··· Extracted information ···
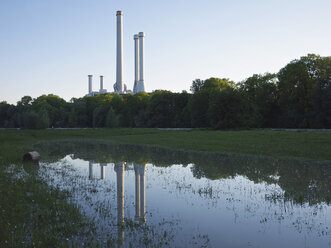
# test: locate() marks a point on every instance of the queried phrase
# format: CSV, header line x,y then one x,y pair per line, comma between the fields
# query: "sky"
x,y
50,46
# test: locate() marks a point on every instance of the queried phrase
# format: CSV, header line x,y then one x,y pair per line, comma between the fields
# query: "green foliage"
x,y
229,108
298,96
112,118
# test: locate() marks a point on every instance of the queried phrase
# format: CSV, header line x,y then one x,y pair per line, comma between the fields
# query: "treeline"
x,y
298,96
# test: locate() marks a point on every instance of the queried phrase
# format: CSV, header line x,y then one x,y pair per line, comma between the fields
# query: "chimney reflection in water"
x,y
119,168
139,193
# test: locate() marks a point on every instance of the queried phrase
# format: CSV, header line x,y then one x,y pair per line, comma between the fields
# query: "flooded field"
x,y
151,197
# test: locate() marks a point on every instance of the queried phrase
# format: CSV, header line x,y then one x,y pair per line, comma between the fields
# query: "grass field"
x,y
315,145
32,215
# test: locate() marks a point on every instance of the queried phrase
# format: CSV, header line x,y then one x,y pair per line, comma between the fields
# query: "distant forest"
x,y
298,96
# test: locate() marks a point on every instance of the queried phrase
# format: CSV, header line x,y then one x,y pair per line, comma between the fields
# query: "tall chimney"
x,y
90,84
136,62
101,83
141,86
119,53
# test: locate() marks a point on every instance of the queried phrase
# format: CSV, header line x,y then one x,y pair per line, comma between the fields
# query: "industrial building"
x,y
120,87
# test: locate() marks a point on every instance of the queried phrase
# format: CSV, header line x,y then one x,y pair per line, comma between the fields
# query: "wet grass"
x,y
314,145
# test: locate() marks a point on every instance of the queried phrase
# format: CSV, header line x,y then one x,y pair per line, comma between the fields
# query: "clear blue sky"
x,y
50,46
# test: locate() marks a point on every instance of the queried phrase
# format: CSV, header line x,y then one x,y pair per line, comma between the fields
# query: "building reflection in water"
x,y
139,192
102,168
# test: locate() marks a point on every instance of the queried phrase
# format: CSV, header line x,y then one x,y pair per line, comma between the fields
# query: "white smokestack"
x,y
101,83
90,84
136,63
141,85
119,53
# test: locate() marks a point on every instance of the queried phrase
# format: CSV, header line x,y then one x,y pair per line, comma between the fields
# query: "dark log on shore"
x,y
31,156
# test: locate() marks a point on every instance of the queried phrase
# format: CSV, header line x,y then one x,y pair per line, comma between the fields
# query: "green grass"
x,y
32,213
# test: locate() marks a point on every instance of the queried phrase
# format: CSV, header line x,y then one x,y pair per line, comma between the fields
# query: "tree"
x,y
230,109
261,90
196,85
111,119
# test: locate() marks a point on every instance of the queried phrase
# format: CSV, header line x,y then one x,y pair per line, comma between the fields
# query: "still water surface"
x,y
156,197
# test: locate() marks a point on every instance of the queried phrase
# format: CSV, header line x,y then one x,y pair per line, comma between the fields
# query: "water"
x,y
156,197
···
### What to produce
Transcribe the records above exactly, without images.

### Response for this exercise
# test: locate() marks a point on every instance of the queried phrase
# format: CSV, header line x,y then one x,y pair per line, comma between the fields
# query: "sky"
x,y
50,46
# test: locate() marks a point on every instance of the queried phrase
# format: CSV, header line x,y then one x,y pair per line, comma between the fields
# query: "green foliage"
x,y
229,108
298,96
112,118
# test: locate() marks a point on every instance of the queried phrase
# format: CSV, header line x,y then one x,y pair per line, comma between the fields
# query: "treeline"
x,y
298,96
# test: locate() marks a point on every instance of the queried phrase
# format: CSV, header line x,y then one x,y pair per line, comma between the fields
# query: "chimney reflection in water"
x,y
119,168
139,193
# test: locate() marks a point on every instance of the queried phrase
# format: CSV, header line x,y then one x,y pair per line, comma between the fields
# query: "flooded field"
x,y
151,197
# test: locate() marks a point on every instance of the queried phrase
# format: CSV, header line x,y then one x,y pair per line, comma between the fields
# query: "grass field"
x,y
315,145
32,215
# test: locate() marks a point on every instance of the queried phrase
# format: CSV, header line x,y then one x,y pair per line, comma between the fields
# query: "distant forest"
x,y
298,96
# test: locate() marks a point on every instance of the queried phrase
# format: CSV, header line x,y then one x,y pair per line, comma between the fields
# query: "tall chimney"
x,y
90,84
136,62
101,83
141,86
119,53
# test: locate() marks a point on every instance of the queried phrase
# format: CSV, header line x,y then one x,y pair per line, comma between the fields
# query: "industrial building"
x,y
120,87
# test: locate() marks a point on every instance of the queried phrase
# format: CSV, header line x,y then one x,y pair per line, comma between the fields
# query: "wet grass"
x,y
314,145
# test: locate() marks a point on every instance of the queried phrase
# format: CSV, header line x,y then one x,y pair per line, comma between the fields
# query: "clear blue sky"
x,y
50,46
# test: locate() marks a point on every instance of the queried phrase
# format: CSV, header line x,y then one x,y pair per line, comma between the fields
# query: "building reflection in water"
x,y
139,192
102,168
# test: locate() marks a point on every instance of the queried phrase
# format: CSV, header line x,y then one x,y pair per line, comma between the fields
# query: "white smokestack"
x,y
101,83
90,84
136,63
141,85
119,53
# test: locate() marks a point on every instance of the queried phrase
# format: CSV, header line x,y then one x,y pair per line, comma between the fields
# query: "dark log on shore"
x,y
31,156
# test: locate() marks a point on every instance of the queried phrase
# format: CSV, header line x,y then one x,y pair per line, comma between the fields
# query: "green grass"
x,y
32,213
# test: locate() marks a point on every instance of the queried phrase
# format: CSV, header line x,y then one x,y pair per line, comma between the fields
# query: "tree"
x,y
230,109
261,90
196,85
111,119
# test: locate() marks a point on every instance of the queried phrase
# format: CSV, header line x,y then one x,y pair per line, comma between the fields
# query: "still water surface"
x,y
156,197
# test: locate() marks a point on every instance of the queried phrase
# format: CSV, header line x,y then one x,y pair per line, comma between the fields
# query: "water"
x,y
156,197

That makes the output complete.